--- LISTED RECORDS ---

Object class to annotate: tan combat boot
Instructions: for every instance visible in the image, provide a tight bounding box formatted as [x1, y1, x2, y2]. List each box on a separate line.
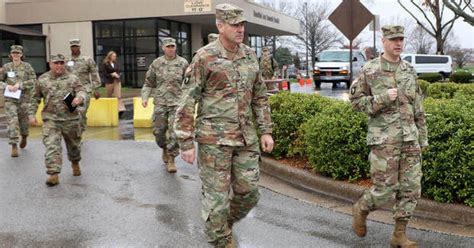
[46, 174, 59, 186]
[167, 157, 177, 173]
[162, 149, 169, 164]
[20, 135, 28, 149]
[11, 144, 19, 157]
[390, 220, 418, 248]
[224, 235, 235, 248]
[72, 161, 81, 176]
[352, 199, 369, 237]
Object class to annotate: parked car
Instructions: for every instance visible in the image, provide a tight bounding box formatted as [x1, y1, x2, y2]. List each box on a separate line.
[401, 54, 452, 80]
[313, 49, 366, 88]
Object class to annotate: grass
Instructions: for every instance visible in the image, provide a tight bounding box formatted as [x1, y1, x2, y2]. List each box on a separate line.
[454, 66, 474, 74]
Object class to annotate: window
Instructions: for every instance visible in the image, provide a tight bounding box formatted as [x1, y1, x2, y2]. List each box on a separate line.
[403, 56, 412, 63]
[415, 56, 449, 64]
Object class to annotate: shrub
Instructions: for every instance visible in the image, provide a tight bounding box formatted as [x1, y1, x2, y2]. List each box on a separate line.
[417, 79, 430, 97]
[301, 100, 369, 181]
[418, 73, 443, 83]
[427, 82, 474, 99]
[449, 71, 473, 84]
[269, 92, 331, 158]
[422, 96, 474, 206]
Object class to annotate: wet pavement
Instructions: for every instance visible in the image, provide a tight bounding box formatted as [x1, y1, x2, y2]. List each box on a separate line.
[1, 140, 473, 248]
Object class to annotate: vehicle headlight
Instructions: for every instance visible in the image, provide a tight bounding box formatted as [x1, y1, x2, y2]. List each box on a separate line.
[341, 66, 348, 70]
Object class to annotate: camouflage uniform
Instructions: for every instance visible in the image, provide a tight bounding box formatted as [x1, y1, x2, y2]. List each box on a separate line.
[0, 45, 36, 145]
[29, 54, 87, 175]
[259, 47, 279, 80]
[174, 4, 272, 247]
[141, 38, 189, 158]
[349, 26, 428, 221]
[208, 33, 219, 43]
[66, 39, 101, 132]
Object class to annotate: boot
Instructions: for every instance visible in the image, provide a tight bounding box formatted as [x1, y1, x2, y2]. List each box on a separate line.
[20, 135, 28, 149]
[390, 220, 418, 248]
[72, 161, 81, 176]
[11, 144, 19, 157]
[46, 174, 59, 186]
[162, 149, 169, 164]
[167, 157, 177, 173]
[352, 199, 369, 237]
[224, 237, 235, 248]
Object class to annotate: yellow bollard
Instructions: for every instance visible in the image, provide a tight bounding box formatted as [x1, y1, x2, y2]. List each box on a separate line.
[133, 97, 154, 128]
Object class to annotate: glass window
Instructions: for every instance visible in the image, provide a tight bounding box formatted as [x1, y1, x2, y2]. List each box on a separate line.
[25, 57, 47, 73]
[403, 56, 412, 63]
[159, 20, 170, 37]
[95, 21, 123, 38]
[415, 56, 449, 64]
[124, 19, 155, 37]
[125, 37, 156, 54]
[170, 22, 179, 39]
[22, 39, 46, 56]
[96, 38, 123, 55]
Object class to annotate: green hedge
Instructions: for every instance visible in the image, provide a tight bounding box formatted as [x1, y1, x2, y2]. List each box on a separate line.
[417, 79, 430, 96]
[427, 83, 474, 99]
[269, 92, 473, 207]
[419, 73, 443, 83]
[449, 71, 473, 84]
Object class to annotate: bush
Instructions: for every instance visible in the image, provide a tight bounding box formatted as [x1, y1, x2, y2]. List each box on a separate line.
[269, 92, 332, 158]
[417, 79, 430, 97]
[418, 73, 443, 83]
[422, 95, 474, 207]
[427, 82, 474, 99]
[301, 101, 369, 181]
[449, 71, 473, 84]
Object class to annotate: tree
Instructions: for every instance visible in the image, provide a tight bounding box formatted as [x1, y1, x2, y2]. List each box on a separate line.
[398, 0, 468, 54]
[274, 47, 294, 67]
[293, 52, 301, 69]
[449, 47, 473, 68]
[407, 25, 435, 54]
[442, 0, 473, 25]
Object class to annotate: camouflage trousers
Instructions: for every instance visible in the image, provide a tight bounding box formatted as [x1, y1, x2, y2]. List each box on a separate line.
[4, 100, 29, 145]
[77, 93, 91, 133]
[152, 105, 179, 157]
[198, 143, 261, 247]
[359, 141, 422, 220]
[42, 120, 82, 175]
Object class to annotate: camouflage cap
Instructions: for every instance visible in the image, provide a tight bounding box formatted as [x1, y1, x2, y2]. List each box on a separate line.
[69, 38, 81, 47]
[10, 45, 23, 53]
[216, 3, 246, 24]
[208, 33, 219, 42]
[381, 25, 405, 39]
[50, 54, 66, 63]
[162, 37, 176, 47]
[262, 47, 270, 52]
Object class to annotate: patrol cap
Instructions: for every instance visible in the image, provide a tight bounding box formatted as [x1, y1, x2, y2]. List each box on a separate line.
[381, 25, 405, 39]
[162, 37, 176, 47]
[208, 33, 219, 42]
[10, 45, 23, 53]
[262, 47, 270, 52]
[69, 38, 81, 47]
[50, 54, 66, 63]
[216, 3, 246, 24]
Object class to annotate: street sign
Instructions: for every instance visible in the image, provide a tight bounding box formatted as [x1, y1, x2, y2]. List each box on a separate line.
[328, 0, 374, 40]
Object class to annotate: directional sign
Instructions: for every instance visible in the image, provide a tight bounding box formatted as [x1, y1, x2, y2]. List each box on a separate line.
[328, 0, 373, 41]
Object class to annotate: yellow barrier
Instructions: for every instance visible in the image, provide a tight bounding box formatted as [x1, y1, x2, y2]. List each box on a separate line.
[133, 97, 154, 128]
[35, 98, 118, 127]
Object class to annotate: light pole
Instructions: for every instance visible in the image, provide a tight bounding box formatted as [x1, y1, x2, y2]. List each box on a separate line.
[305, 1, 309, 78]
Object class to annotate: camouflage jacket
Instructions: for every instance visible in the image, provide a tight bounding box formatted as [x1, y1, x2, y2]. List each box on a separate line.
[349, 56, 428, 147]
[29, 71, 87, 121]
[174, 39, 273, 151]
[0, 61, 36, 103]
[259, 55, 279, 80]
[141, 55, 189, 106]
[66, 55, 101, 94]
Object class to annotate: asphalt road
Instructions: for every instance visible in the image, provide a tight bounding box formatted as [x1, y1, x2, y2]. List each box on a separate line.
[1, 139, 473, 248]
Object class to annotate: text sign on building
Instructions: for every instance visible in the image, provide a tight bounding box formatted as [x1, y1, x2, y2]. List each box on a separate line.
[137, 56, 146, 68]
[184, 0, 212, 13]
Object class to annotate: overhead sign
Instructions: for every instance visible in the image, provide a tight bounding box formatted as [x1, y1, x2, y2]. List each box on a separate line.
[328, 0, 373, 41]
[184, 0, 212, 13]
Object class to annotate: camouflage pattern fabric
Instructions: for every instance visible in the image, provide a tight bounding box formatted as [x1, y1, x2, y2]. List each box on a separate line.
[198, 143, 260, 246]
[259, 55, 279, 80]
[65, 55, 101, 131]
[359, 142, 422, 220]
[382, 25, 405, 39]
[349, 55, 428, 220]
[42, 119, 82, 175]
[174, 38, 272, 246]
[0, 61, 36, 144]
[208, 33, 219, 43]
[141, 55, 188, 155]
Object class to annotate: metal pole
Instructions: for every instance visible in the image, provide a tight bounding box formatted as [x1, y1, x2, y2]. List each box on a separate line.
[305, 2, 309, 78]
[373, 16, 376, 58]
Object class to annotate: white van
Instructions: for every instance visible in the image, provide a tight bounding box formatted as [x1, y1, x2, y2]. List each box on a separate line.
[401, 54, 452, 79]
[313, 49, 366, 89]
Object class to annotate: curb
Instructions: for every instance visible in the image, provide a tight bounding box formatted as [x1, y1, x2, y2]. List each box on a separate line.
[261, 156, 474, 226]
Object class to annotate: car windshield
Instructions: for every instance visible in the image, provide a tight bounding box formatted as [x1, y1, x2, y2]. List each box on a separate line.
[318, 51, 349, 62]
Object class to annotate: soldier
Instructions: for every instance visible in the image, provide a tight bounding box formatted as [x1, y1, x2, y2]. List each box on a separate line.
[349, 25, 428, 248]
[66, 39, 101, 132]
[141, 37, 189, 173]
[28, 54, 87, 186]
[0, 45, 36, 157]
[208, 33, 219, 43]
[174, 4, 274, 247]
[259, 46, 279, 80]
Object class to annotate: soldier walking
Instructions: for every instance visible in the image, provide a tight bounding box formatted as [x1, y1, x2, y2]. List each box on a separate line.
[349, 25, 428, 248]
[259, 46, 279, 80]
[141, 37, 189, 173]
[66, 39, 101, 132]
[28, 54, 87, 186]
[174, 4, 274, 247]
[0, 45, 36, 157]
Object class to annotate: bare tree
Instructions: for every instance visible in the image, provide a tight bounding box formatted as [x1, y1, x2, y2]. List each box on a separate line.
[258, 0, 294, 53]
[407, 25, 435, 54]
[442, 0, 474, 25]
[398, 0, 468, 54]
[450, 47, 473, 68]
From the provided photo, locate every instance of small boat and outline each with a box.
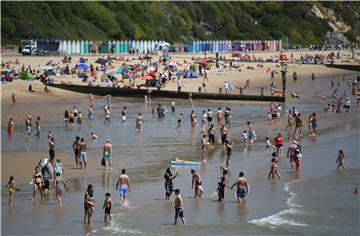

---

__TASK OBJECTIVE__
Please return only the lines above, starting at the line that has "Object class to annotate: glass window" and ending at the line that has "Object class to annotate: street sign", keeping both and leaving each one unchanged.

__SOLUTION FOR THIS PROBLEM__
Object class to annotate: glass window
Instructions: for every instance visible in the image, provide a tight bounding box formatted as [x1, y1, x2, y2]. List each box on a separate line.
[25, 57, 47, 73]
[403, 56, 412, 63]
[159, 20, 170, 37]
[95, 21, 123, 38]
[415, 56, 449, 64]
[124, 19, 155, 37]
[125, 37, 156, 54]
[170, 22, 179, 39]
[22, 39, 46, 56]
[96, 38, 123, 55]
Object class to annotate: green hedge
Instructions: for every instance visible in the image, provide a tight bounding box formatted as [x1, y1, x2, y2]. List each box on a separate line.
[417, 79, 430, 96]
[427, 83, 474, 99]
[269, 92, 473, 207]
[419, 73, 443, 83]
[449, 71, 473, 84]
Object class to annotate: bush
Instructions: for every instance visible in the image, provide a tight bounding box formatted as [x1, y1, x2, y2]. List each box on a separate line.
[269, 92, 332, 158]
[417, 79, 430, 97]
[418, 73, 443, 83]
[422, 95, 474, 207]
[427, 82, 474, 99]
[301, 101, 369, 181]
[449, 71, 473, 84]
Object class to annotate: tree
Instructions: for every instance visible in the image, provide a tight bounding box formatted as [x1, y1, x2, y2]. List each box on a separate line.
[398, 0, 468, 54]
[274, 47, 294, 67]
[293, 52, 301, 69]
[449, 47, 473, 68]
[407, 25, 435, 54]
[442, 0, 473, 25]
Object class to annotate: camouflage trousers
Instructions: for every instance visible in the image, provide a tight bounding box formatted as [x1, y1, x2, y2]. List each box on a separate line.
[4, 100, 29, 145]
[77, 93, 91, 133]
[152, 105, 179, 157]
[198, 143, 261, 247]
[359, 141, 422, 220]
[42, 120, 82, 175]
Object class to annotate: camouflage cap
Instructions: for every instance visible in the image, provide a tight bounding box formatted as [x1, y1, x2, y2]. List each box on a separate line.
[69, 38, 81, 47]
[10, 45, 23, 53]
[216, 3, 246, 24]
[208, 33, 219, 42]
[381, 25, 405, 39]
[50, 54, 66, 63]
[162, 37, 176, 47]
[262, 47, 270, 52]
Object class to annotate: patrol cap
Instructions: for every instance visible in the image, provide a tight bounding box formatted as [x1, y1, x2, y2]. List each box on a separate line.
[381, 25, 405, 39]
[162, 37, 176, 47]
[208, 33, 219, 42]
[10, 45, 23, 53]
[262, 47, 270, 52]
[69, 38, 81, 47]
[50, 54, 66, 63]
[216, 3, 246, 24]
Object class to annotate: street sign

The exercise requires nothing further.